§ SHORT TASK: Copy every line of the material below word for word.

§ RECORDS PROVIDED:
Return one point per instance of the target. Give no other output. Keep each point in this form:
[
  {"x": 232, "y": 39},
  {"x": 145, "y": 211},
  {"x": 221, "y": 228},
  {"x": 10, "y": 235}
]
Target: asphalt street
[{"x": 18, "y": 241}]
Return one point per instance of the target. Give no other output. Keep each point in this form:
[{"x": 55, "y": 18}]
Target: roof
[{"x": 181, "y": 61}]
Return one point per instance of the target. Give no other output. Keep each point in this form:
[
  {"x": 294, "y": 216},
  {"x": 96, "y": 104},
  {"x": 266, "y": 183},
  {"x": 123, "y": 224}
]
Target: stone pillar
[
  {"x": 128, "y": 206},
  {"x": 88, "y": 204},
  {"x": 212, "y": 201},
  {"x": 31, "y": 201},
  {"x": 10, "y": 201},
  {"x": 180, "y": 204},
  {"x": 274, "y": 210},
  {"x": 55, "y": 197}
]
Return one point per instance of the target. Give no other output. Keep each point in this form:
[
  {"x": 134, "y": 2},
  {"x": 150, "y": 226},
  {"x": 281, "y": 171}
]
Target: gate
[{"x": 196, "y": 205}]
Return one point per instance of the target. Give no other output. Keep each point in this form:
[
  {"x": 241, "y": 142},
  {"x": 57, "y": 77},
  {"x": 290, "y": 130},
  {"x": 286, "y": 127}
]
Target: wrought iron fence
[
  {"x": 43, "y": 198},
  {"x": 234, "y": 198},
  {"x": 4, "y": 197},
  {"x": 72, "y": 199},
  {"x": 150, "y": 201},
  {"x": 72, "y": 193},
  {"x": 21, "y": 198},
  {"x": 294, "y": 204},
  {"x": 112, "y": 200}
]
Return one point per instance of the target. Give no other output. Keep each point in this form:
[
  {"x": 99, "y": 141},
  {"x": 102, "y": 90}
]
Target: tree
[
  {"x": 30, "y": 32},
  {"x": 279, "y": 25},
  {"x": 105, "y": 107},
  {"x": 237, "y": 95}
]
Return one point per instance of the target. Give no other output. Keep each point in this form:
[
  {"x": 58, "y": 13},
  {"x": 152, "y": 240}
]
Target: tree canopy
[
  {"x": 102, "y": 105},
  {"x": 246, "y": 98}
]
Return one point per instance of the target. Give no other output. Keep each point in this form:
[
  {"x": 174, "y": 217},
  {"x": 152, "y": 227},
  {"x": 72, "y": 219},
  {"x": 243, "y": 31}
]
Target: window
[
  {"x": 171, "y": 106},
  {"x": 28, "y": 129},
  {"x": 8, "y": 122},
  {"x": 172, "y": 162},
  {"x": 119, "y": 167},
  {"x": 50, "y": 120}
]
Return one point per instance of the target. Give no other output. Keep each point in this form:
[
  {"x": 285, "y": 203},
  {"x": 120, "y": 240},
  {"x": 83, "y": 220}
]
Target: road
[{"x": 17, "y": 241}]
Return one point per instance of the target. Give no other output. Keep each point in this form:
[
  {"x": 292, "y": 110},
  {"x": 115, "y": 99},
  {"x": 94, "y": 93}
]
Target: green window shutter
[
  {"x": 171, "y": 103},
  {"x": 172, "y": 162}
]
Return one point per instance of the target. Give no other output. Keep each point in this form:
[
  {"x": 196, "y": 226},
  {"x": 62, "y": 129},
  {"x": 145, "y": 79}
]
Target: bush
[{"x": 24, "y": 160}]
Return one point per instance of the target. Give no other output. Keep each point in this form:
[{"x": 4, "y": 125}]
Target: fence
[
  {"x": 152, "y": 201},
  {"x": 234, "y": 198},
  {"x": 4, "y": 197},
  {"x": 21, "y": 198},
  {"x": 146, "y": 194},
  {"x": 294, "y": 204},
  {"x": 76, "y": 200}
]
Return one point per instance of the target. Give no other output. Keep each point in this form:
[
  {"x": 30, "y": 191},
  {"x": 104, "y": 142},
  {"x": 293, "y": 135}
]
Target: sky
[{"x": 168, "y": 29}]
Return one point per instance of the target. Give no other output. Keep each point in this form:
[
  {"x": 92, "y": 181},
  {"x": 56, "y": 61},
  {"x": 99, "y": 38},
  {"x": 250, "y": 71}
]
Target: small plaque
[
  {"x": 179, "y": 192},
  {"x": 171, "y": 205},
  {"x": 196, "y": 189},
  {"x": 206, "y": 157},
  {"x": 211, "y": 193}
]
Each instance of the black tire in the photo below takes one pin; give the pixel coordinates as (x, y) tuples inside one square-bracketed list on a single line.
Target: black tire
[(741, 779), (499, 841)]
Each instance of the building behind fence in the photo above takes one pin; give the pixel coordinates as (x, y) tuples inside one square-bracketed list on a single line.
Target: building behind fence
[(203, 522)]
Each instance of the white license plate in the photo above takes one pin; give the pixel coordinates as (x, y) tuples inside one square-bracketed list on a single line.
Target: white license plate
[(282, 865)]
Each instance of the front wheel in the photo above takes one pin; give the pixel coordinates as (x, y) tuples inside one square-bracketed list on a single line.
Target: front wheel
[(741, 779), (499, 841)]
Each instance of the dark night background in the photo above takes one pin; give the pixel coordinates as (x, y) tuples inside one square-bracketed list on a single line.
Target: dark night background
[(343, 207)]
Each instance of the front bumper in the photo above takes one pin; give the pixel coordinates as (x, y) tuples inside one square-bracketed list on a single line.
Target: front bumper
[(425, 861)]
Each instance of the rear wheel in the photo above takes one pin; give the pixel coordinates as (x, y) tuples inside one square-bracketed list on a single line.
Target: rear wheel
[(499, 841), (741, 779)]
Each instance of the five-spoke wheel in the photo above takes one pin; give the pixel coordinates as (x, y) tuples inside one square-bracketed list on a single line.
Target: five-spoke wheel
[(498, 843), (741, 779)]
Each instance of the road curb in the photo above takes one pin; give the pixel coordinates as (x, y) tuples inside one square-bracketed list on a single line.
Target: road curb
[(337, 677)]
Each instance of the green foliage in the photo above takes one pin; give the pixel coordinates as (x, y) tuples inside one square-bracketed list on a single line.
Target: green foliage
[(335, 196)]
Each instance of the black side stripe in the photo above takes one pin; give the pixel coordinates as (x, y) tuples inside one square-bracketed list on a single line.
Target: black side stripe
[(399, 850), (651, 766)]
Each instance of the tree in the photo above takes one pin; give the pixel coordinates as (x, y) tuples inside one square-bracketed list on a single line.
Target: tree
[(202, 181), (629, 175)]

§ TASK ANSWER:
Return one point per instance of the target. Give no other output. Keep each point in this form:
[
  {"x": 232, "y": 39},
  {"x": 145, "y": 211},
  {"x": 221, "y": 228},
  {"x": 10, "y": 235}
]
Target: asphalt street
[{"x": 18, "y": 241}]
Return one point per instance of the target. Give no other output. Keep each point in this form:
[{"x": 55, "y": 18}]
Target: roof
[{"x": 181, "y": 61}]
Return one point per instance of the target. Give no other output. Keep each point in this form:
[
  {"x": 294, "y": 216},
  {"x": 96, "y": 104},
  {"x": 266, "y": 183},
  {"x": 123, "y": 224}
]
Target: stone pillar
[
  {"x": 128, "y": 206},
  {"x": 88, "y": 204},
  {"x": 212, "y": 201},
  {"x": 31, "y": 201},
  {"x": 10, "y": 201},
  {"x": 180, "y": 204},
  {"x": 274, "y": 210},
  {"x": 55, "y": 197}
]
Return one point per instance of the target. Give no other output. Keep each point in this form:
[
  {"x": 134, "y": 2},
  {"x": 150, "y": 226},
  {"x": 281, "y": 171}
]
Target: gate
[{"x": 196, "y": 205}]
Return one point per instance of the target. Give no other output. Keep each point in this form:
[
  {"x": 241, "y": 142},
  {"x": 57, "y": 77},
  {"x": 290, "y": 130},
  {"x": 286, "y": 127}
]
Target: wrought iron fence
[
  {"x": 43, "y": 198},
  {"x": 234, "y": 198},
  {"x": 4, "y": 197},
  {"x": 72, "y": 199},
  {"x": 150, "y": 201},
  {"x": 72, "y": 193},
  {"x": 21, "y": 198},
  {"x": 294, "y": 204},
  {"x": 112, "y": 200}
]
Return one point per instance of the target. Give no other output. Keep each point in this form:
[
  {"x": 99, "y": 141},
  {"x": 102, "y": 90}
]
Target: tree
[
  {"x": 30, "y": 32},
  {"x": 279, "y": 25},
  {"x": 105, "y": 107},
  {"x": 237, "y": 95}
]
Return one point per instance of the target. Give no other output. Keep each point in this form:
[
  {"x": 58, "y": 13},
  {"x": 152, "y": 240}
]
Target: tree canopy
[
  {"x": 102, "y": 105},
  {"x": 246, "y": 98}
]
Return one point per instance of the target. Give no other output. Keep each point in this form:
[
  {"x": 174, "y": 217},
  {"x": 152, "y": 227},
  {"x": 72, "y": 219},
  {"x": 243, "y": 31}
]
Target: window
[
  {"x": 171, "y": 106},
  {"x": 28, "y": 129},
  {"x": 8, "y": 122},
  {"x": 172, "y": 162},
  {"x": 119, "y": 167},
  {"x": 50, "y": 120}
]
Return one point per instance of the target. Give no other output. Keep each point in this form:
[
  {"x": 285, "y": 203},
  {"x": 120, "y": 240},
  {"x": 83, "y": 220}
]
Target: road
[{"x": 17, "y": 241}]
Return one point per instance of the target. Give no other output. Keep each point in this form:
[
  {"x": 292, "y": 110},
  {"x": 115, "y": 99},
  {"x": 94, "y": 93}
]
Target: green window shutter
[
  {"x": 171, "y": 103},
  {"x": 172, "y": 162}
]
Return one point per instance of the target. Give no other output. Keep each point in this form:
[
  {"x": 196, "y": 226},
  {"x": 62, "y": 129},
  {"x": 145, "y": 79}
]
Target: bush
[{"x": 24, "y": 160}]
Return one point per instance of the target. Give no other output. Keep each point in this form:
[{"x": 4, "y": 125}]
Target: fence
[
  {"x": 152, "y": 201},
  {"x": 234, "y": 198},
  {"x": 4, "y": 197},
  {"x": 21, "y": 198},
  {"x": 146, "y": 194},
  {"x": 294, "y": 204},
  {"x": 76, "y": 200}
]
Return one point per instance of the target. Give no other output. Keep each point in this form:
[
  {"x": 30, "y": 191},
  {"x": 104, "y": 142},
  {"x": 293, "y": 135}
]
Target: sky
[{"x": 168, "y": 29}]
Return one point per instance of the target. Give no other output. Keep each point in this form:
[
  {"x": 92, "y": 181},
  {"x": 56, "y": 61},
  {"x": 99, "y": 38},
  {"x": 250, "y": 71}
]
Target: small plaque
[
  {"x": 179, "y": 192},
  {"x": 171, "y": 205},
  {"x": 196, "y": 189},
  {"x": 206, "y": 157},
  {"x": 211, "y": 193}
]
Each instance of the black tire in the photo below takes one pin; give the pixel coordinates as (x, y) tuples inside one square-bracketed list on a single line.
Target: black tire
[(741, 779), (499, 841)]
Each instance of the building behind fence in the photo above takes one pin; give the pixel coordinates as (x, y) tuples inside one square-bracketed list on a single line.
Target: building behind fence
[(203, 522)]
Each instance of the white license plate in the photo above takes one pin; give the pixel coordinates as (x, y) tuples inside one square-bracketed list on a single line.
Target: white license plate
[(282, 865)]
Each instance of the front wheel in the photo above takes one pin; give the pixel coordinates as (x, y) tuples inside one square-bracketed list on a single line.
Target: front wheel
[(741, 779), (499, 841)]
Each instance of the dark night background in the photo above takes one pin; give the pixel coordinates as (x, y) tuples inside one square-bracketed list on a single line.
Target: dark night background
[(343, 207)]
Each instance of the front bumper in the photo above takes one pin; give the pixel coordinates as (x, y) tuples inside one square-bracketed list on a single line.
Target: front bumper
[(425, 861)]
Each instance of the rear wheel in the photo above takes one pin; give the pixel coordinates as (x, y) tuples inside one square-bracketed list on a single line.
Target: rear wheel
[(499, 841), (741, 779)]
Each instance of the five-spoke wheel in the photo above takes one pin; give the pixel coordinates as (x, y) tuples inside one square-bracketed list on a single line.
Target: five-spoke wheel
[(498, 843), (741, 779)]
Each instance of the road curb in the photo above takes one pin; give the pixel coordinates as (x, y) tuples inside one square-bracketed list on a single line.
Target: road curb
[(337, 677)]
Each instance of the green foliage in the photo above takes one pin; give the pixel coordinates as (x, y) tuples inside one square-bracketed list on a single line.
Target: green foliage
[(335, 196)]
Each instance of the black side stripe in the photo above takes one pin; give the pixel coordinates as (x, y) tuples inside one square-bracketed list on a single line.
Target: black side stripe
[(399, 850), (651, 766)]
Each instance of the tree in the photo above takes one pin; give the pixel coordinates as (x, y) tuples inside one square-bracketed list on a single line.
Target: tree
[(202, 181), (629, 175)]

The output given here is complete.